*What you should do*:
Reproduce, word for word, the part of the theorem on irreducible polynomials that runs from "Let $\map f" up to and including "have coefficients all of which are integers.".

Polynomial which is Irreducible over Integers is Irreducible over Rationals
Theorem
Let $\Z \sqbrk X$ be the ring of polynomial forms over the integers in the indeterminate $X$.
Let $\Q \sqbrk X$ be the ring of polynomial forms over the field of rational numbers in the indeterminate $X$.
Let $\map f X \in \Z \sqbrk X$ be irreducible in $\Z \sqbrk X$.
Then $\map f X$ is also irreducible in $\Q \sqbrk X$.
Proof
Aiming for a contradiction, suppose $\map f X = \map g X \, \map h X$ for some $\map g X, \map h X \in \Q \sqbrk X$.
- $\map f X \in \Z \sqbrk X$
and so by definition has coefficients all of which are integers.
But from Factors of Polynomial with Integer Coefficients have Integer Coefficients it follows that $\map f X$ can be expressed as:
- $\map f X = \map {g'} X \, \map {h'} X$
where both $\map {g'} X$ and $\map {h'} X$ are elements of $\Q \sqbrk X$ which have coefficients all of which are integers.

*Data listing*:
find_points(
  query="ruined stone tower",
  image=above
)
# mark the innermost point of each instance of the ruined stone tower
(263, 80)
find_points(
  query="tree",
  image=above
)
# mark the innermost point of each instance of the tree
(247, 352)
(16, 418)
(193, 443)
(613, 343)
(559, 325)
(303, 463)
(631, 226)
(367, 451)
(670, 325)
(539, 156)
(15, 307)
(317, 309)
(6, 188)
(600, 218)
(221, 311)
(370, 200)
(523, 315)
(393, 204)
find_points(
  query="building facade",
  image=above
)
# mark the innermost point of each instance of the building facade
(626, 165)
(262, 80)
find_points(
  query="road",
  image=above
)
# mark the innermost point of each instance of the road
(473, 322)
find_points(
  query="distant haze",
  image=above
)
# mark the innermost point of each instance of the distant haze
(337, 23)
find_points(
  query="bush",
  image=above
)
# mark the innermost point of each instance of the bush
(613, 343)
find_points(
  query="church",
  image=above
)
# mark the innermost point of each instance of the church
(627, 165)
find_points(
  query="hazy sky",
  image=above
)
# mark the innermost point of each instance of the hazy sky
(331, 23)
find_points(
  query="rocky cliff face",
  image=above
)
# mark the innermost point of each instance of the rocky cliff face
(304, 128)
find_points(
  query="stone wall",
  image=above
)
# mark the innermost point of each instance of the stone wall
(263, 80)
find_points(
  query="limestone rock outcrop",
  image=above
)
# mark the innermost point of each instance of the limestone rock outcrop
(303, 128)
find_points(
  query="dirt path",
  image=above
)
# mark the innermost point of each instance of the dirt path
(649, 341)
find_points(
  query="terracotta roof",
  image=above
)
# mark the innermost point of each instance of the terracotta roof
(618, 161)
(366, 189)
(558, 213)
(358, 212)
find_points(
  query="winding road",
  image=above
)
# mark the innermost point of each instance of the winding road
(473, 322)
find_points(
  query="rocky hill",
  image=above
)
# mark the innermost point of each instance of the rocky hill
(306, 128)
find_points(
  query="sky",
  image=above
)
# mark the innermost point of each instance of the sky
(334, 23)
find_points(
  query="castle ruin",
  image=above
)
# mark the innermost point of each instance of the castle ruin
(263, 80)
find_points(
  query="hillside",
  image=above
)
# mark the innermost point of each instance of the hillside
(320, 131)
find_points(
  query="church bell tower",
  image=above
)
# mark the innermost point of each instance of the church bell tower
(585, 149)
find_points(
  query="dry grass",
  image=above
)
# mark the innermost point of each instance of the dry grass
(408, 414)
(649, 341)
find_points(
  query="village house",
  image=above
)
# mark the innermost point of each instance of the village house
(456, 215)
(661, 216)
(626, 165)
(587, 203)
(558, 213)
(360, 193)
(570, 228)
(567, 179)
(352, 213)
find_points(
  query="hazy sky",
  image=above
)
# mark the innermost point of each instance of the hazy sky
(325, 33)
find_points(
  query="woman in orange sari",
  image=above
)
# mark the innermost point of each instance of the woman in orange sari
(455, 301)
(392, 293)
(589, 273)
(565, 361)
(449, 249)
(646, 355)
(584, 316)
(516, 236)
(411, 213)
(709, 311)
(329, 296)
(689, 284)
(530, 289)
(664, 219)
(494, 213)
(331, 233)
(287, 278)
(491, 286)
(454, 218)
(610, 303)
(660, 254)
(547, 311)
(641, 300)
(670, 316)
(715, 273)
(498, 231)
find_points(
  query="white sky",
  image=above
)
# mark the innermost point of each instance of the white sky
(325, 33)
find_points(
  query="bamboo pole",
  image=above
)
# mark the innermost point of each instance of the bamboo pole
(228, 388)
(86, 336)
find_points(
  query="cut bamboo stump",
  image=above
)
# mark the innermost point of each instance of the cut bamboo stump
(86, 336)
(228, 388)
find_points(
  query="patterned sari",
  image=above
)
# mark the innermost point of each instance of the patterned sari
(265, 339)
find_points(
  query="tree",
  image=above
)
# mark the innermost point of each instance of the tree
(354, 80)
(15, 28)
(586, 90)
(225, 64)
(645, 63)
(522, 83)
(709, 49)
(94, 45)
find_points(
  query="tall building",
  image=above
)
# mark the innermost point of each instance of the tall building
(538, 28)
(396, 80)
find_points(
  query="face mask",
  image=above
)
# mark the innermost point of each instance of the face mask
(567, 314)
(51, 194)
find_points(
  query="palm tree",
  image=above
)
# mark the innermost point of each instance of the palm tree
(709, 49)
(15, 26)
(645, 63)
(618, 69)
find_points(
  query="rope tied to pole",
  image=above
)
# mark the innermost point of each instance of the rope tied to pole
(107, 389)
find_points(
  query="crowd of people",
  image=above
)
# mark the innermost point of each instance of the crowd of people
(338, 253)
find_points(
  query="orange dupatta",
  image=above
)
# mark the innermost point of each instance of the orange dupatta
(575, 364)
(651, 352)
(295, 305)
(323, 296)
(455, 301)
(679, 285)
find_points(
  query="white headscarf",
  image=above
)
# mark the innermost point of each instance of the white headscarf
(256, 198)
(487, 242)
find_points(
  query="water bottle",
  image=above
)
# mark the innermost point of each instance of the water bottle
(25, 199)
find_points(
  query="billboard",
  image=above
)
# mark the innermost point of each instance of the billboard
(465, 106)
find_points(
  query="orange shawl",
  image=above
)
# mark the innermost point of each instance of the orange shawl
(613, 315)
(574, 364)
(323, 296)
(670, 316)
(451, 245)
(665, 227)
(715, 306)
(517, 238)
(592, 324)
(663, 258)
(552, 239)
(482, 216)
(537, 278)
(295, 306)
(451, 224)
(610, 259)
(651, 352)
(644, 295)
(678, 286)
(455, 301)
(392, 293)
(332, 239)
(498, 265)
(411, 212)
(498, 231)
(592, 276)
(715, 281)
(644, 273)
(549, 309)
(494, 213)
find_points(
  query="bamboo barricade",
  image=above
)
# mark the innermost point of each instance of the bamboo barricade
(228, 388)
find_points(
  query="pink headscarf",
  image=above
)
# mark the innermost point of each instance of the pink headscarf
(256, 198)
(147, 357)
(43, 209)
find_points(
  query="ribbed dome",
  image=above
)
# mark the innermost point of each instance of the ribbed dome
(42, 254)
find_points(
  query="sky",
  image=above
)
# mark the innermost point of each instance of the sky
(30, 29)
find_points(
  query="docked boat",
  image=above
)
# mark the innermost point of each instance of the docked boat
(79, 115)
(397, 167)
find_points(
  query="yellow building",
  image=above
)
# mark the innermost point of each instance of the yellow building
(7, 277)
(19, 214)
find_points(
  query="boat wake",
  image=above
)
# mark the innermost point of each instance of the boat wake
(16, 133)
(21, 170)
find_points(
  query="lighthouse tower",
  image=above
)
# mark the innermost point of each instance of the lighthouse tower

*Task answer*:
Let $\map f X \in \Z \sqbrk X$ be irreducible in $\Z \sqbrk X$.
Then $\map f X$ is also irreducible in $\Q \sqbrk X$.
Proof
Aiming for a contradiction, suppose $\map f X = \map g X \, \map h X$ for some $\map g X, \map h X \in \Q \sqbrk X$.
- $\map f X \in \Z \sqbrk X$
and so by definition has coefficients all of which are integers.
But from Factors of Polynomial with Integer Coefficients have Integer Coefficients it follows that $\map f X$ can be expressed as:
- $\map f X = \map {g'} X \, \map {h'} X$
where both $\map {g'} X$ and $\map {h'} X$ are elements of $\Q \sqbrk X$ which have coefficients all of which are integers.